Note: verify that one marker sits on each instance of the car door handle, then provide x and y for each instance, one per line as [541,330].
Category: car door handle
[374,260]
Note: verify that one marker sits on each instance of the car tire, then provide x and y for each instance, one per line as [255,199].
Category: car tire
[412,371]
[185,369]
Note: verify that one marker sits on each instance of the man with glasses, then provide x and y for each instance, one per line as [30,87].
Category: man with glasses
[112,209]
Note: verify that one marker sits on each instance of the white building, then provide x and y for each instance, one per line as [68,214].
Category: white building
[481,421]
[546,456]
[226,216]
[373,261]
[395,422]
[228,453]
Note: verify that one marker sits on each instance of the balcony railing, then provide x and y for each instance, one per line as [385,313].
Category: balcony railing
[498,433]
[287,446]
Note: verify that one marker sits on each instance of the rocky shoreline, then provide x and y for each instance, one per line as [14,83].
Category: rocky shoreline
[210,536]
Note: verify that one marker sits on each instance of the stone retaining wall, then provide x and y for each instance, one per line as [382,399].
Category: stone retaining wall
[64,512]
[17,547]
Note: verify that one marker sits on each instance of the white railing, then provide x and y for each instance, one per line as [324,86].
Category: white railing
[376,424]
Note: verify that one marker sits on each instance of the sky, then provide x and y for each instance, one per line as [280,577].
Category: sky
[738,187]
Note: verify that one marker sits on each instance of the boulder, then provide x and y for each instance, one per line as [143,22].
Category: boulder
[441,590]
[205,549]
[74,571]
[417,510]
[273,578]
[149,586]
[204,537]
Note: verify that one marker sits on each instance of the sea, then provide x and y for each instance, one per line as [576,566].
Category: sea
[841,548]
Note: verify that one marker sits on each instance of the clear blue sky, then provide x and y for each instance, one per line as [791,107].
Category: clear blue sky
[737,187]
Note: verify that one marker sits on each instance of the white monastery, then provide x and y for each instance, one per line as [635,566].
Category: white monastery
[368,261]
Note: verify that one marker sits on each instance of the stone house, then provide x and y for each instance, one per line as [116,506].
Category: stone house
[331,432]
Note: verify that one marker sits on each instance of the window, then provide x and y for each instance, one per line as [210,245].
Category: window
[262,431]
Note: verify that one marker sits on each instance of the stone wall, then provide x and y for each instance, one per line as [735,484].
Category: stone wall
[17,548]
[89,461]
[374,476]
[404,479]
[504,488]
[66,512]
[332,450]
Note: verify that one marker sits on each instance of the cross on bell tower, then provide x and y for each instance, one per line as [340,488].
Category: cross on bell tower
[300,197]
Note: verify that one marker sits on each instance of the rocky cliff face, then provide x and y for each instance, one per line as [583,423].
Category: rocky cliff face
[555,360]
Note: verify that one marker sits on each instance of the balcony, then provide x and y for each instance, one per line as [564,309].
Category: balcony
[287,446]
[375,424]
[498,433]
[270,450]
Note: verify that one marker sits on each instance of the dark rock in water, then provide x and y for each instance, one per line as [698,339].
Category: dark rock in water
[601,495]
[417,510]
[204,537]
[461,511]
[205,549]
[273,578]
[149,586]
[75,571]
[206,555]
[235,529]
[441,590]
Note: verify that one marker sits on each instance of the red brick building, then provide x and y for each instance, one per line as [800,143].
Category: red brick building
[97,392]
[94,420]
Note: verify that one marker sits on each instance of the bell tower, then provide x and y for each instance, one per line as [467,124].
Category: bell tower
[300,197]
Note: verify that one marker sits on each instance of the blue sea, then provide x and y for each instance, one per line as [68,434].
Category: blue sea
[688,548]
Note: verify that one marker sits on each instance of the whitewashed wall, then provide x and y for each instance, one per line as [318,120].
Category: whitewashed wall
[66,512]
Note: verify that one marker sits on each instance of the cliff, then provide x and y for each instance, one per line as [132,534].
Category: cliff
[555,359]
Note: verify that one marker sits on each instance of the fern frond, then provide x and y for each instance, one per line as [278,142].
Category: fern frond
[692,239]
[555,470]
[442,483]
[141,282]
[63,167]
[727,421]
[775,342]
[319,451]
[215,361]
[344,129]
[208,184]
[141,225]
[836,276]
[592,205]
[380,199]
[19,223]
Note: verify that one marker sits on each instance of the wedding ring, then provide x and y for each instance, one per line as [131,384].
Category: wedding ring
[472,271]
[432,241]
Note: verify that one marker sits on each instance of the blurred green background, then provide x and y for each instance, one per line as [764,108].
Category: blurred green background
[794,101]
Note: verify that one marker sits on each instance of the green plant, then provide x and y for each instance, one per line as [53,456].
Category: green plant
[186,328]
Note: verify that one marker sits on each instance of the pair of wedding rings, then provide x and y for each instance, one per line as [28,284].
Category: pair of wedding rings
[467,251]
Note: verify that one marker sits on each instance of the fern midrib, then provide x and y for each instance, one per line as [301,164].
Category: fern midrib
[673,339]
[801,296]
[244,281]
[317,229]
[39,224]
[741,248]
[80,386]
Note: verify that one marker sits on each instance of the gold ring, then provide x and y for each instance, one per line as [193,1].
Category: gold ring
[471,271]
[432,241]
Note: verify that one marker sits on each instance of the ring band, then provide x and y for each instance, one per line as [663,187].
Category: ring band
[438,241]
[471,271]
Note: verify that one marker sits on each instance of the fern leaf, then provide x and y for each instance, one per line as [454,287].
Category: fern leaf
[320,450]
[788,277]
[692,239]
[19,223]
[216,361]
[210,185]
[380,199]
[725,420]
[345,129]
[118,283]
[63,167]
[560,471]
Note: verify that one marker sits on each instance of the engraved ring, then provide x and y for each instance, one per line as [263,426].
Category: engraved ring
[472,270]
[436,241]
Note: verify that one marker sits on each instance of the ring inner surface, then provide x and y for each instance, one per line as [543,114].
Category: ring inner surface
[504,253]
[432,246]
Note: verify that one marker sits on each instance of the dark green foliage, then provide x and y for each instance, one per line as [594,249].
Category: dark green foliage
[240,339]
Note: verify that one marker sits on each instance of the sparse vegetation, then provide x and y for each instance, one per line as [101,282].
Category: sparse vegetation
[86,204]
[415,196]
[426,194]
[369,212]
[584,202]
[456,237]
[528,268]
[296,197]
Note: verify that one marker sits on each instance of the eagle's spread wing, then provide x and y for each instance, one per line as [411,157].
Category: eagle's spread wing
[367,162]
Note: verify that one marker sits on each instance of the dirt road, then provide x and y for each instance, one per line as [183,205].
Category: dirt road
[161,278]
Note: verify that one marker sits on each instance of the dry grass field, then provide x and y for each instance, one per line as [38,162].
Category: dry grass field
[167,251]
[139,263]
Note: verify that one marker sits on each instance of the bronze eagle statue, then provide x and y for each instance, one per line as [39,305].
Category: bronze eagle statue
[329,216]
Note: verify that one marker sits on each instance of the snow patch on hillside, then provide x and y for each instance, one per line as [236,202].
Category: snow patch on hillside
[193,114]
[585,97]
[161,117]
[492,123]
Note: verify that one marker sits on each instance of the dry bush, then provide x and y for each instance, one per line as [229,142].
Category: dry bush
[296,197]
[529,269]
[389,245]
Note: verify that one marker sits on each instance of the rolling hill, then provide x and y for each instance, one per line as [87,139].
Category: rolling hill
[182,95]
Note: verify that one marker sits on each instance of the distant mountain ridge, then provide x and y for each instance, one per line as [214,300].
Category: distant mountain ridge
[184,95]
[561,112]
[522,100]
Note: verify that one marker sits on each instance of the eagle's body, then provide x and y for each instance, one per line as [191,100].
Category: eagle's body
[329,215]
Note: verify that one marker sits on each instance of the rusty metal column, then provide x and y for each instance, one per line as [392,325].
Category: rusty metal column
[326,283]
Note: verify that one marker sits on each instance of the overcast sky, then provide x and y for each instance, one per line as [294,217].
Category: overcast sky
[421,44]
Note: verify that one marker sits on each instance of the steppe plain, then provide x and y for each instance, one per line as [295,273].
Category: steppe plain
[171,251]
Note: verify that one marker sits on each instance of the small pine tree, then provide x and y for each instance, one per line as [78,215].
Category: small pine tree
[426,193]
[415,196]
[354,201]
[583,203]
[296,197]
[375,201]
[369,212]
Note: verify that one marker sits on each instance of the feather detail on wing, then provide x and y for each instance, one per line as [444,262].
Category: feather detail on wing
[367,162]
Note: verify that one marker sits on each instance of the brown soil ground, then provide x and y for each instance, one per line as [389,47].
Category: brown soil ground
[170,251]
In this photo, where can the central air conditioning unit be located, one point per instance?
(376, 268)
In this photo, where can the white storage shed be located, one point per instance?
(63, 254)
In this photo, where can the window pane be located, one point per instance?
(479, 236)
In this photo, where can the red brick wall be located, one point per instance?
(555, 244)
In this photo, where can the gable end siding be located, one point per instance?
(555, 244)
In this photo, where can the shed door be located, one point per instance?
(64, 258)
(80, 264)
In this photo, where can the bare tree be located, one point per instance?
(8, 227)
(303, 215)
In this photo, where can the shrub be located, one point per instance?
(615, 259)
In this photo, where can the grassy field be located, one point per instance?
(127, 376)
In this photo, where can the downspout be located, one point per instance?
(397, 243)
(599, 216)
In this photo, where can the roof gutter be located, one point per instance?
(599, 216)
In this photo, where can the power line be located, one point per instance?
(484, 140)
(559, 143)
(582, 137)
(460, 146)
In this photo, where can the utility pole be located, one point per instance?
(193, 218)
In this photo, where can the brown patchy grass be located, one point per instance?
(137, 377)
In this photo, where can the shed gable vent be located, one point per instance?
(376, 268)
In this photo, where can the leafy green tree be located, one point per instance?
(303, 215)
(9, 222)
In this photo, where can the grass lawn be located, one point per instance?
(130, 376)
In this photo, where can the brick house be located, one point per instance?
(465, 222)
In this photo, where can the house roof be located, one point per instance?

[What you need to do]:
Give back exactly the lines of the listing above, starting with its first line and ending with the line that holds "line as [30,87].".

[Result for this task]:
Note: verify that one marker sits on each instance of the car door handle, then provide x and y for each instance, one per line as [541,330].
Category: car door handle
[374,260]
Note: verify that one marker sits on each instance of the car tire, then provide x and y for each instance, one per line as [255,199].
Category: car tire
[412,371]
[185,369]
Note: verify that one marker sits on each instance of the man with glasses, then provide x and y for each instance, one per line as [30,87].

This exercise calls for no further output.